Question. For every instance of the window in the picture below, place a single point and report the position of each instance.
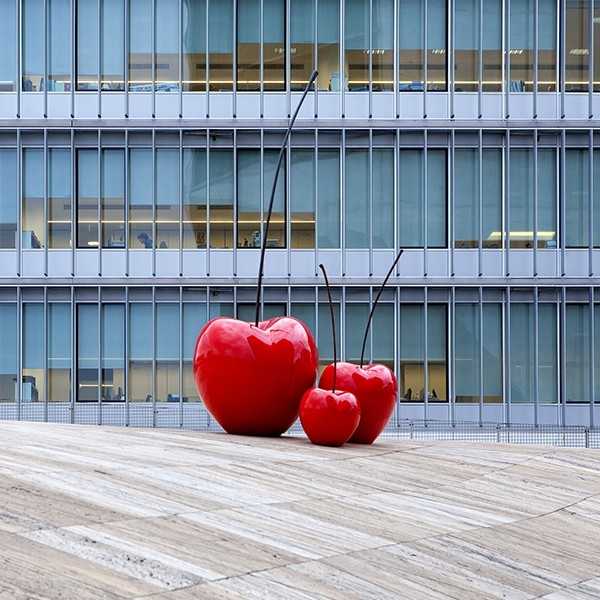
(167, 198)
(194, 198)
(141, 216)
(33, 42)
(8, 198)
(328, 45)
(8, 45)
(34, 381)
(87, 198)
(8, 352)
(59, 198)
(59, 45)
(34, 219)
(141, 352)
(302, 200)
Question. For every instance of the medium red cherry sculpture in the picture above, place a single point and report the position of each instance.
(252, 377)
(374, 386)
(329, 418)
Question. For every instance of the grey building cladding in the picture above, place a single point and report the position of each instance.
(137, 150)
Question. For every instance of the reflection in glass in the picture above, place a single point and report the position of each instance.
(328, 46)
(194, 198)
(59, 352)
(33, 219)
(140, 198)
(59, 198)
(87, 198)
(167, 198)
(8, 198)
(140, 352)
(8, 353)
(112, 201)
(8, 46)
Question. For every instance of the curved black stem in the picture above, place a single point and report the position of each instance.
(362, 352)
(332, 325)
(279, 161)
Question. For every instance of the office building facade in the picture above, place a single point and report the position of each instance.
(138, 142)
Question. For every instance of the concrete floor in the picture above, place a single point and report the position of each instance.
(98, 512)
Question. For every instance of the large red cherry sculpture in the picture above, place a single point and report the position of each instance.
(252, 378)
(329, 418)
(375, 388)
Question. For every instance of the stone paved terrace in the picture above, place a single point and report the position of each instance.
(99, 512)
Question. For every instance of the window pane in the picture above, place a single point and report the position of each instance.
(356, 45)
(8, 45)
(467, 45)
(492, 353)
(577, 51)
(577, 196)
(383, 198)
(328, 190)
(140, 45)
(33, 45)
(492, 233)
(521, 45)
(140, 198)
(87, 353)
(59, 197)
(113, 353)
(140, 352)
(194, 45)
(112, 68)
(357, 198)
(466, 197)
(328, 50)
(113, 198)
(411, 58)
(87, 198)
(8, 198)
(8, 352)
(577, 353)
(194, 198)
(34, 385)
(547, 73)
(87, 45)
(248, 63)
(34, 222)
(220, 45)
(382, 52)
(302, 199)
(167, 46)
(167, 352)
(221, 199)
(302, 25)
(167, 198)
(59, 45)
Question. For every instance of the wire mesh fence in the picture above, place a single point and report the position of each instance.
(194, 416)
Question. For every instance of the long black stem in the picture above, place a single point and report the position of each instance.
(332, 325)
(362, 352)
(266, 232)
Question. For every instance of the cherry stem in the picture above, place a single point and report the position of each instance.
(362, 352)
(266, 232)
(332, 325)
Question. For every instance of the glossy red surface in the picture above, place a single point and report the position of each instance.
(252, 378)
(329, 418)
(375, 389)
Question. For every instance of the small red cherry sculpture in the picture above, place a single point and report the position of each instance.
(252, 377)
(329, 418)
(374, 386)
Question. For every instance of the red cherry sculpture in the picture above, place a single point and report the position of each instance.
(374, 386)
(252, 378)
(329, 418)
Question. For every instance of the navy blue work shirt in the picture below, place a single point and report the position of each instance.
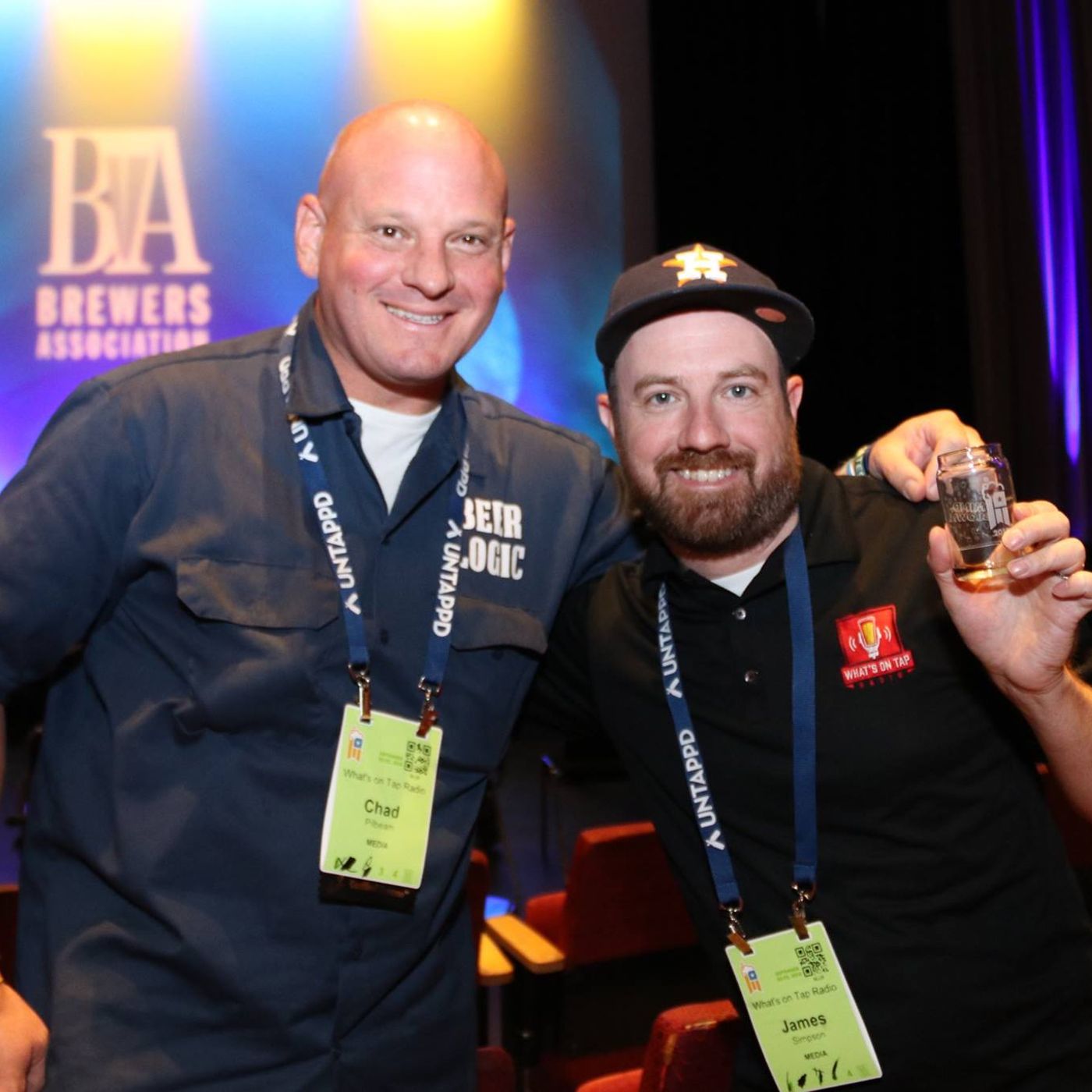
(172, 934)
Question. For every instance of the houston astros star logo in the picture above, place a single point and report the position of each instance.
(700, 264)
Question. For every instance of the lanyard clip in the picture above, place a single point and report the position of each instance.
(736, 935)
(799, 919)
(428, 714)
(358, 673)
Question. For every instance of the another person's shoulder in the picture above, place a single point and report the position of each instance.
(508, 429)
(202, 368)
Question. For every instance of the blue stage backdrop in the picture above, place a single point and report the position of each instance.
(156, 153)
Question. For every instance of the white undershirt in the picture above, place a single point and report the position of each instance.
(390, 440)
(737, 581)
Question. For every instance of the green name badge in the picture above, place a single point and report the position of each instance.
(380, 800)
(803, 1012)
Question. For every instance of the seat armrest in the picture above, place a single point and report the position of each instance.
(495, 968)
(529, 947)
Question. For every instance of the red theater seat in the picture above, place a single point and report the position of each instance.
(691, 1048)
(598, 960)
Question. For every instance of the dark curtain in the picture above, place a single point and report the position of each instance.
(871, 158)
(818, 142)
(1013, 399)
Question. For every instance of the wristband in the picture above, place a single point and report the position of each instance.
(857, 466)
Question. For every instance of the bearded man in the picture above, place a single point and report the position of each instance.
(784, 677)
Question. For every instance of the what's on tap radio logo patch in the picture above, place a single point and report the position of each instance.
(871, 647)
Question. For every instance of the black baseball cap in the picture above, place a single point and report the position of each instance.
(700, 278)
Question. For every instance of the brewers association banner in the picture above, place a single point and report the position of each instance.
(155, 153)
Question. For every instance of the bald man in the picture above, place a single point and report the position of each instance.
(283, 562)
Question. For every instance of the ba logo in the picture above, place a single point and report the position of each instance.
(112, 189)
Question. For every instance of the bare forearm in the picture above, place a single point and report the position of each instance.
(1062, 718)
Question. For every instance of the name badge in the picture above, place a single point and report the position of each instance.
(803, 1012)
(380, 802)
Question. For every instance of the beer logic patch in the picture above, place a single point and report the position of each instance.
(871, 647)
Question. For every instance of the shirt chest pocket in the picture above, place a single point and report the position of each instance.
(495, 651)
(257, 636)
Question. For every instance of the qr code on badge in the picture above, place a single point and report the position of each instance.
(811, 959)
(418, 757)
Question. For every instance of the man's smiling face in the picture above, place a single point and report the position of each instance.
(410, 243)
(706, 429)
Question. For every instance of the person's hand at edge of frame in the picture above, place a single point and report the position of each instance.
(23, 1041)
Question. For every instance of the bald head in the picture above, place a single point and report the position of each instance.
(410, 239)
(417, 125)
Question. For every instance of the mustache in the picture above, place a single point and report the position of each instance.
(718, 459)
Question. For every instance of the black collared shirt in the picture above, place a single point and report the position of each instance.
(935, 849)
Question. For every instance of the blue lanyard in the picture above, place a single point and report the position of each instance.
(802, 633)
(333, 537)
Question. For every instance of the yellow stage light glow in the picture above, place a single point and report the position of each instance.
(125, 60)
(461, 51)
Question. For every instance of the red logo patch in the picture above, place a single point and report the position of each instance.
(871, 647)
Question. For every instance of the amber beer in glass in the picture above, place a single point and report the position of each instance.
(977, 496)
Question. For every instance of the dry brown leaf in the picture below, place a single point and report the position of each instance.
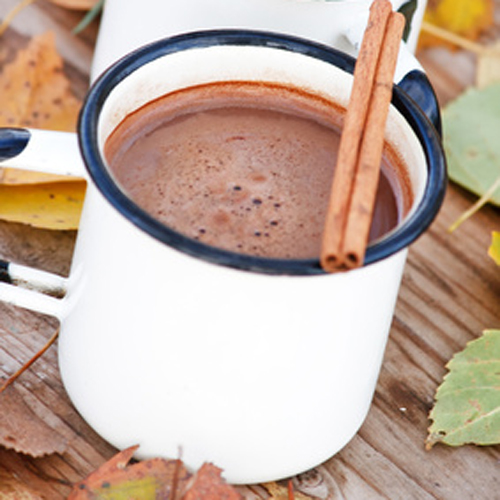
(148, 479)
(208, 484)
(278, 491)
(23, 431)
(151, 479)
(34, 91)
(75, 4)
(12, 489)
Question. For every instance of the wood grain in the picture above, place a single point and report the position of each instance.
(449, 295)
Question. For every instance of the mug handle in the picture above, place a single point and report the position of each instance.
(30, 149)
(410, 76)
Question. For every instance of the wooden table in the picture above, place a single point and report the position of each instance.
(448, 296)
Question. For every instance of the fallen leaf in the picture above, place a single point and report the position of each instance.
(208, 484)
(12, 489)
(50, 205)
(147, 480)
(15, 177)
(34, 91)
(75, 4)
(494, 250)
(467, 404)
(470, 125)
(278, 491)
(25, 432)
(152, 479)
(467, 18)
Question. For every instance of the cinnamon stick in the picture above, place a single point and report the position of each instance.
(333, 256)
(364, 192)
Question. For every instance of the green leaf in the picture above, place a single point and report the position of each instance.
(467, 408)
(471, 140)
(408, 10)
(494, 250)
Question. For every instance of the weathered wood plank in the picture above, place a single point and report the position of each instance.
(448, 296)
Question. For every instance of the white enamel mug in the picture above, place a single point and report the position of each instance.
(265, 367)
(128, 24)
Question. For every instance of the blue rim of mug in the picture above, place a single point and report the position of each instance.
(400, 238)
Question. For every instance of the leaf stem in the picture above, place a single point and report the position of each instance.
(28, 364)
(477, 206)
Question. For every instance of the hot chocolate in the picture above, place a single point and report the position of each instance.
(243, 166)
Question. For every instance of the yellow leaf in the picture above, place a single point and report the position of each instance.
(34, 91)
(467, 18)
(76, 4)
(50, 206)
(494, 250)
(14, 176)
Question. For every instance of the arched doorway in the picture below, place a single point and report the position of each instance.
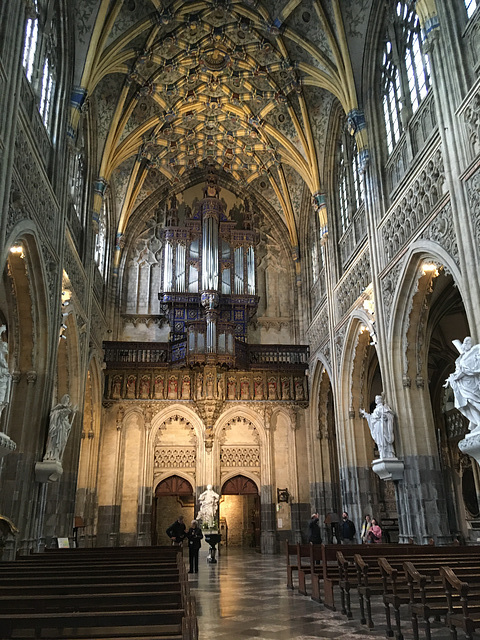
(240, 513)
(173, 497)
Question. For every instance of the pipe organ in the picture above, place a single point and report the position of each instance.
(208, 280)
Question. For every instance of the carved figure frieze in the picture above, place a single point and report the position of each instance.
(352, 286)
(233, 456)
(174, 457)
(406, 218)
(209, 390)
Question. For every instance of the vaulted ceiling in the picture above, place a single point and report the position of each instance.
(245, 85)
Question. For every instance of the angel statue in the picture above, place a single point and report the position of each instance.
(61, 420)
(381, 422)
(465, 382)
(208, 506)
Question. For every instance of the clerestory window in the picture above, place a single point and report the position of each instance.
(470, 6)
(405, 70)
(31, 42)
(101, 240)
(350, 183)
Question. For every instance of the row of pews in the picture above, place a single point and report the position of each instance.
(94, 594)
(416, 584)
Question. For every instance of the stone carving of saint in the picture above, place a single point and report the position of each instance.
(244, 390)
(5, 375)
(209, 386)
(285, 389)
(61, 419)
(258, 390)
(159, 387)
(232, 389)
(172, 388)
(381, 422)
(199, 386)
(131, 383)
(116, 387)
(465, 382)
(145, 387)
(208, 506)
(299, 390)
(220, 388)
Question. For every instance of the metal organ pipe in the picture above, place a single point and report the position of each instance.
(210, 253)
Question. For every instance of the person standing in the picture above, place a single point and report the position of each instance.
(347, 530)
(314, 530)
(194, 535)
(366, 526)
(176, 531)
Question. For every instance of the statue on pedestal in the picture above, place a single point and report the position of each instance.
(465, 382)
(208, 506)
(61, 419)
(381, 422)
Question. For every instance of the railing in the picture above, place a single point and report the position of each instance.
(164, 354)
(278, 355)
(137, 354)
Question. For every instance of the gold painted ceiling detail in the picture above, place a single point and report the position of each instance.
(212, 83)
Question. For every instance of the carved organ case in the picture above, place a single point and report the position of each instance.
(208, 290)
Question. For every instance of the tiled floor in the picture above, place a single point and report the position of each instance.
(244, 596)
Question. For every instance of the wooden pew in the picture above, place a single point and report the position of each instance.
(315, 566)
(119, 597)
(93, 625)
(426, 602)
(466, 614)
(300, 551)
(383, 578)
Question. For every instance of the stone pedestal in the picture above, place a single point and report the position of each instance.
(48, 471)
(7, 445)
(471, 445)
(212, 538)
(388, 468)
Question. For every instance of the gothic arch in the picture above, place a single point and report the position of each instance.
(246, 474)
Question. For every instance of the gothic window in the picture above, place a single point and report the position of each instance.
(470, 6)
(405, 70)
(101, 240)
(39, 59)
(77, 180)
(350, 182)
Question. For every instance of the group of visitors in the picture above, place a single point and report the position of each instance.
(178, 533)
(371, 530)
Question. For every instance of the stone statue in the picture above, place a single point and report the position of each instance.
(61, 419)
(380, 422)
(208, 506)
(465, 382)
(5, 375)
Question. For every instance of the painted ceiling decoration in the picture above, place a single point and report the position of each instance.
(242, 86)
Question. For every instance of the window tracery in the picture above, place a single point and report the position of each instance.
(39, 58)
(405, 71)
(101, 240)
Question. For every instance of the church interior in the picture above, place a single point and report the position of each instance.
(228, 226)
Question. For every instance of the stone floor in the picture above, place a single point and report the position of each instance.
(244, 597)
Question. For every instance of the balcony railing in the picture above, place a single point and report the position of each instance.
(145, 355)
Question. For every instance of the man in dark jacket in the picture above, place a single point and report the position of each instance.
(194, 535)
(176, 531)
(347, 530)
(314, 530)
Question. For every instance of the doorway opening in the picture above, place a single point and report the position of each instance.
(240, 513)
(173, 497)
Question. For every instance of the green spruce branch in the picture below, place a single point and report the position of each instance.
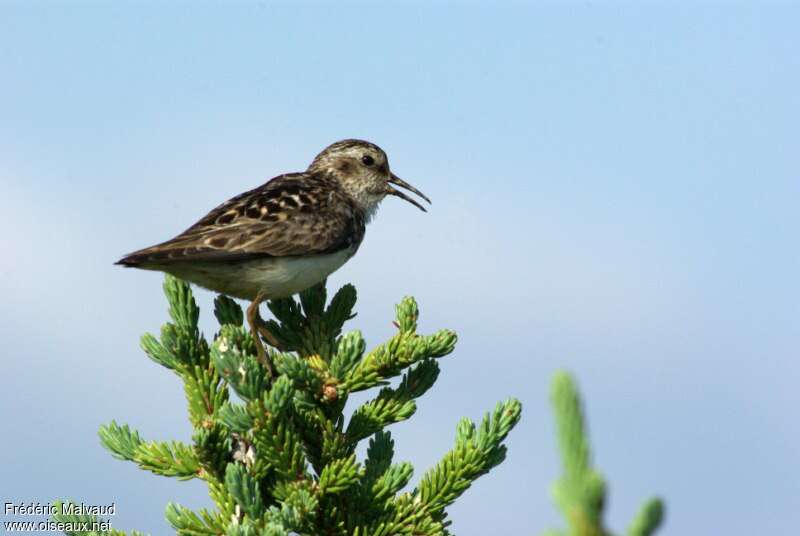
(279, 456)
(581, 491)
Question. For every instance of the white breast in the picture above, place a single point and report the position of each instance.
(276, 277)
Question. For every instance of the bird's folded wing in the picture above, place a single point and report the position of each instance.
(285, 217)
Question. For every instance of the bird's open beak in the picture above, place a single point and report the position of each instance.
(394, 179)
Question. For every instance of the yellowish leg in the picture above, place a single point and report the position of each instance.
(259, 329)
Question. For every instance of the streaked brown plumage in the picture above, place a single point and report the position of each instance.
(285, 235)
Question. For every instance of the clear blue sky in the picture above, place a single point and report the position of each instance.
(615, 192)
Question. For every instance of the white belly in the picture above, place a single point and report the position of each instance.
(276, 277)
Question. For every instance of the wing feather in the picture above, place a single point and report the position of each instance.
(294, 214)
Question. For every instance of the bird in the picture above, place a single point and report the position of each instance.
(284, 236)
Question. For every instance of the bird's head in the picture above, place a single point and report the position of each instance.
(362, 169)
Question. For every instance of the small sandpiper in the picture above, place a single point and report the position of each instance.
(285, 235)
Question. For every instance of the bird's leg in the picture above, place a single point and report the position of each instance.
(258, 329)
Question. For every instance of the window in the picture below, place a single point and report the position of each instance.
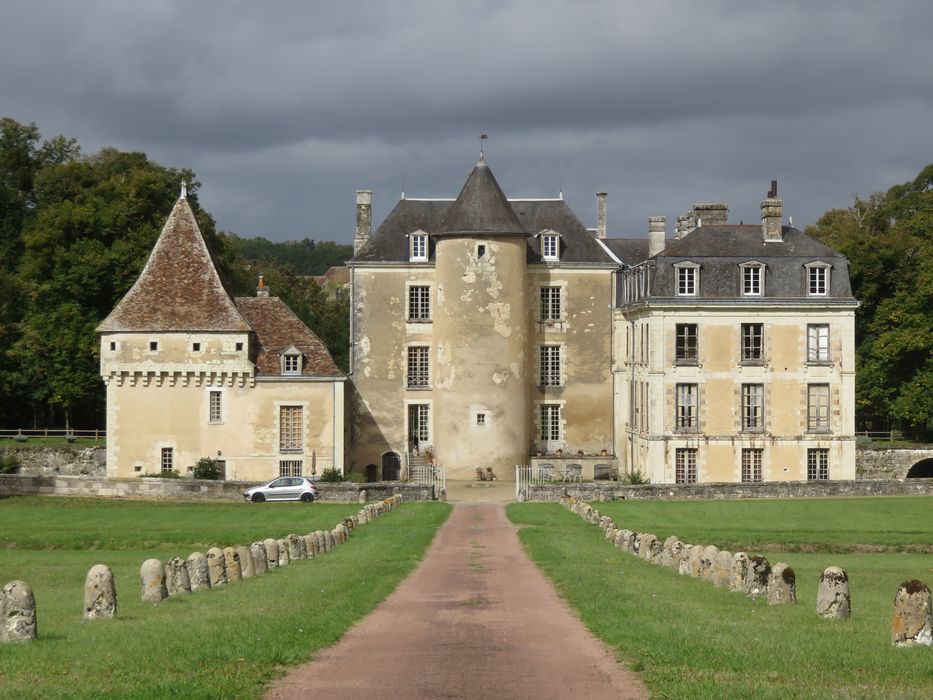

Your instructions
When you reach the line containing "Question. For every instance of the wing" in the listing above, reproduce it and every line after it through the last, exactly; omit the pictures.

Answer area
Question. For every instance of the wing feather in the picture above, place a single point and report the position of each instance.
(294, 214)
Question. For every instance of the bird in the picture above, place a single point and report the position of each instance.
(284, 236)
Question. For every instance of the bird's head in the picture above, place a single point and report the position of each instance.
(362, 169)
Question. For every instance of the small sandpiper in the picture above, place a single point and report the position of each instance.
(285, 235)
Question. For every instance of the bird's leg in the picture above, place a single point and report the position of each instance.
(258, 329)
Question. For every instance of the window in the picture below, place a single point and report the position of each instance.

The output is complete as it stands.